• Written tasks:
[1] In the Polanyi excerpt, which two principles did Polanyi set alongside the market in his approach to "modes of integration" of the economy?
[2] Reproduce the part of the Polanyi excerpt starting at "Yet his reputation" and ending at "appeal to progressives.".

• Excerpt provided:
——

Polanyi had some limited success in building a school of followers, most notably in economic anthropology. A Montreal institute named after him has kept the interdisciplinary flame burning since then. His ideas have never dropped out of sight in the last half-century, but attempts to place Polanyi on a par with Marx, Weber, Durkheim and Simmel have never really taken off. There are several reasons for this. As we will see, his depiction of capitalism as a self-regulating (and ultimately self-destructive) market missed some of the key features that were central to its resurrection after the war. His formal analysis and conceptual system were perhaps fuzzier than those of the founders of modern social theory. His book succeeds as a narrative more than as a source for understanding and effective action. This may explain why he later abandoned his populist critique of mainstream capitalism in order to become a guru in the academic study of non-industrial economic institutions.

Yet his reputation has been rising palpably in the last two decades. This trend may be inversely related to the fortunes of Marxism. Since the collapse of the Soviet Union, if not before, the main centres of critical social thought have been countries like France, Italy and Brazil. The Marxist tradition has always been strong there, but it is noticeable that whereas writers once routinely peppered their texts with references to Marx, they are now more likely to invoke Polanyi. This may be just because Marx is no longer fashionable, even on the left. Or it may mark a shift to an emphasis on institutional reform, as opposed to revolution. In any case, if the current world economic crisis deepens and, as some think likely, comes to resemble the 1930s more than any other decade, the legacies of Marx and Polanyi may undergo another shift in their relative appeal to progressives.

What follows is in no sense an apologia for Polanyi's point of view. As a fan of his writing, I am quite ambivalent about his political and pedagogical value. I believe he is important as a mirror for our own times, whether or not we want to buy into his conceptual toolkit. He offers, especially in The Great Transformation, a distinctive, Euro-centric vision of world history whose scope it would pay students of development to emulate in spirit, if not in the letter. At a time when intellectual work often seems parochial and narrow, Polanyi still offers a salutary reminder that a wider vision is possible and indeed necessary. In his masterwork, Polanyi argued that nineteenth-century industrial capitalism and its ideological representation in liberal political economy marked a fundamental break with the human past whose ruinous consequence was the breakdown of world society in the first half of the twentieth century. His emphasis on ‘the self-regulating market’ did not allow him to foresee the revival of market economy after the war within a framework of social democracy.

After the war, Polanyi worked with colleagues in the United States to show the limitations of neoclassical economics as a universal theory of the human economy. He no longer attacked the economists frontally, apparently being content with an academic division of labour that granted them pre-eminence in industrial societies, leaving the rest as the province of anthropologists and historians. He developed an approach to ‘modes of integration’ of the economy in which the market (‘exchange’) took its place alongside other principles, reciprocity and redistribution. Polanyi's idea that the economy is normally ‘embedded’ in social institutions has become a cornerstone of economic sociology in recent decades (Beckert, 2009). He argued that the utopian project of ‘disembedding’ market economy from society led to a ‘double movement’ whereby various classes acted to protect society's interests against the market. His pluralist approach to economic institutions, based on rejection of fundamentalisms of both right and left, has attracted a growing band of followers among those who are now searching for ways to transcend the impasse that for three decades has been associated with neoliberal dominance of the world economy.

——

• Location annotation dataset excerpts:
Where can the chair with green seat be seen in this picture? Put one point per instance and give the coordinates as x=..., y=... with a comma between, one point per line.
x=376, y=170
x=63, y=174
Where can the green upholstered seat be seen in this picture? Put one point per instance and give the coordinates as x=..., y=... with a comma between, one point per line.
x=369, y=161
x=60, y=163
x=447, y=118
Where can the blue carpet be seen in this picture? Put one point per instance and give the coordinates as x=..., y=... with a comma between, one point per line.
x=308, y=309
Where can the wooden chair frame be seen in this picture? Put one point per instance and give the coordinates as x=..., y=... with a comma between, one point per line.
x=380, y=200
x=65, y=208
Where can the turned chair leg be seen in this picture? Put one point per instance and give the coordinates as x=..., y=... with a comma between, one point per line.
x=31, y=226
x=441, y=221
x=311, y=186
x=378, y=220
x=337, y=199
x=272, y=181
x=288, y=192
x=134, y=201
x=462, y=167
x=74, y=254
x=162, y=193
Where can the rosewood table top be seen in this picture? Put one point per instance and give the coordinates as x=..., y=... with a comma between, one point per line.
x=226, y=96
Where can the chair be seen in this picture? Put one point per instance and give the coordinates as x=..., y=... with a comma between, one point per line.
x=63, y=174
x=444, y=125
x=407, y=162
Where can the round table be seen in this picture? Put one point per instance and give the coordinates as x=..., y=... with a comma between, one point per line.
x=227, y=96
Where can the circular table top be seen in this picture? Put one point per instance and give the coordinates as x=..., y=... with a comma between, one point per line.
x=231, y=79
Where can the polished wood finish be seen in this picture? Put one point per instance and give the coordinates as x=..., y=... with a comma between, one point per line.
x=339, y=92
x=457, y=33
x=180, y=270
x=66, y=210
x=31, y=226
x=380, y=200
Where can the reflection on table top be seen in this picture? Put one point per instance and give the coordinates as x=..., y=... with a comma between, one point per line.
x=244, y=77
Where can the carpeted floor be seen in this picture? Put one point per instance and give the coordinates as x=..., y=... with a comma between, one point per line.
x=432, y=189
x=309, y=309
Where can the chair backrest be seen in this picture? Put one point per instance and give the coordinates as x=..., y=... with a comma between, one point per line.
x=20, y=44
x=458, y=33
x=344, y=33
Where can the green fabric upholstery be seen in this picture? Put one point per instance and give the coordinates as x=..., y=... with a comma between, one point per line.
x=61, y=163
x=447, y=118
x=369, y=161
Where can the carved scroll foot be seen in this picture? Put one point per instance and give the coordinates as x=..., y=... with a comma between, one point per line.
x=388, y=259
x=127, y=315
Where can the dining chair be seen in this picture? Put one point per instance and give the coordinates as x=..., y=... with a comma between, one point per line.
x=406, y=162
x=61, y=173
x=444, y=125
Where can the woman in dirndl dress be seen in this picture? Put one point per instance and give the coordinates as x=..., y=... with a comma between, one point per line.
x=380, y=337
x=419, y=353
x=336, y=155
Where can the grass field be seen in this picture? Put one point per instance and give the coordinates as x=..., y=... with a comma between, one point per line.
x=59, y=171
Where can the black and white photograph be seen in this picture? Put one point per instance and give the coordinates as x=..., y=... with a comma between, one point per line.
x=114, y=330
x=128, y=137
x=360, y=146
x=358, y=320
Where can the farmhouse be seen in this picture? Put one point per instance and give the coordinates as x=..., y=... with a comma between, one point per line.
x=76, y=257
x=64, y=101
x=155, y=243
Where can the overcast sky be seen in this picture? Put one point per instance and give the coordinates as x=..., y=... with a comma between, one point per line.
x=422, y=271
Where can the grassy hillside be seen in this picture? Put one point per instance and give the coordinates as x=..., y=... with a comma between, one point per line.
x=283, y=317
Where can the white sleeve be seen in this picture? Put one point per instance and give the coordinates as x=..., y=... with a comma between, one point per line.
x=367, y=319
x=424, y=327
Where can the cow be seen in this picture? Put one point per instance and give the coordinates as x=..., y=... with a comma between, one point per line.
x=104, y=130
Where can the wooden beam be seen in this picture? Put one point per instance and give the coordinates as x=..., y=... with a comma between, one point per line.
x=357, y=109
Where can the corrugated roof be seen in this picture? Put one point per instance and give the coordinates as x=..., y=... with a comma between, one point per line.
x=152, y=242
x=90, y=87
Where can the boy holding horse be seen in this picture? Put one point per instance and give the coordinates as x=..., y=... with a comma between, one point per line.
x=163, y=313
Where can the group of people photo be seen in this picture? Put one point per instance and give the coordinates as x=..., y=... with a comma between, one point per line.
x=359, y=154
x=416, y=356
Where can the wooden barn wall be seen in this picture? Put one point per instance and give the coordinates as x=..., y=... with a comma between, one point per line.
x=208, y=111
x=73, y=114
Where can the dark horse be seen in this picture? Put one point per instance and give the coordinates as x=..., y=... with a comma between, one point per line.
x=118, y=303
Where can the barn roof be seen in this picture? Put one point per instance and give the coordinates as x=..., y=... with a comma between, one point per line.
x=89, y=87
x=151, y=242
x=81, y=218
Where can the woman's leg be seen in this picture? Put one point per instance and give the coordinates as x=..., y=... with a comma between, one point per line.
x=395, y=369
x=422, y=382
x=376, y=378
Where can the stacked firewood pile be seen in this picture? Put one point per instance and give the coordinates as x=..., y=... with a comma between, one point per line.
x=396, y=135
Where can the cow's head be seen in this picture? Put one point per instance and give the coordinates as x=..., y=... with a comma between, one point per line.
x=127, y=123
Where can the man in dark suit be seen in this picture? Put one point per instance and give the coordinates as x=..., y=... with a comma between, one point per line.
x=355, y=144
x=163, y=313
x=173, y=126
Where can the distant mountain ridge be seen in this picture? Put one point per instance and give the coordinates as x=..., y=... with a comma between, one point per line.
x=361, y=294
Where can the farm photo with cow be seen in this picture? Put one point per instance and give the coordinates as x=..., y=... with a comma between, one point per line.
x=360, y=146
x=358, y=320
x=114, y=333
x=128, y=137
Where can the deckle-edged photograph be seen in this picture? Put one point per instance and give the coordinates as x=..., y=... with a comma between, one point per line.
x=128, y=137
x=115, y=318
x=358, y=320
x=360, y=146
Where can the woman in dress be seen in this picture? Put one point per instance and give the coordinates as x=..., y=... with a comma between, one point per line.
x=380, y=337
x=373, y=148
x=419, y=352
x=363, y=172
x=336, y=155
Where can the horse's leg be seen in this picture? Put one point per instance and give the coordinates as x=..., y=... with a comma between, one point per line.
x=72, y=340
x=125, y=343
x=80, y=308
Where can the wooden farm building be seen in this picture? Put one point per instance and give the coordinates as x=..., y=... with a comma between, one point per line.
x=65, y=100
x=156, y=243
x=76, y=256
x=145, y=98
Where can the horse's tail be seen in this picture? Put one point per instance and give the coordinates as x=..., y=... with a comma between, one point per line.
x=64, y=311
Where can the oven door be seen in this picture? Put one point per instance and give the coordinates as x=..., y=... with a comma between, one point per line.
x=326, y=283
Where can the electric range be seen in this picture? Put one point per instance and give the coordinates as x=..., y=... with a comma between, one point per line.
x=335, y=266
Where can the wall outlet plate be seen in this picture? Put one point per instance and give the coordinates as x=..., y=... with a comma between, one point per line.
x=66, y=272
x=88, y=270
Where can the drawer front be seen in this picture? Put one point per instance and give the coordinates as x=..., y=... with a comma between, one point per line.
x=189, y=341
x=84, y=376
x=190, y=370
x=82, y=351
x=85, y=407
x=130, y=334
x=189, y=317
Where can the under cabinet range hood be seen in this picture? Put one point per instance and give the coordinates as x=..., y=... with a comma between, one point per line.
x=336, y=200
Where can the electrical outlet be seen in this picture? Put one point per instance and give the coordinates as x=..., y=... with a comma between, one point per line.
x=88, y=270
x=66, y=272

——

• Solutions for each task:
[1] Reciprocity and redistribution.

[2]
Yet his reputation has been rising palpably in the last two decades. This trend may be inversely related to the fortunes of Marxism. Since the collapse of the Soviet Union, if not before, the main centres of critical social thought have been countries like France, Italy and Brazil. The Marxist tradition has always been strong there, but it is noticeable that whereas writers once routinely peppered their texts with references to Marx, they are now more likely to invoke Polanyi. This may be just because Marx is no longer fashionable, even on the left. Or it may mark a shift to an emphasis on institutional reform, as opposed to revolution. In any case, if the current world economic crisis deepens and, as some think likely, comes to resemble the 1930s more than any other decade, the legacies of Marx and Polanyi may undergo another shift in their relative appeal to progressives.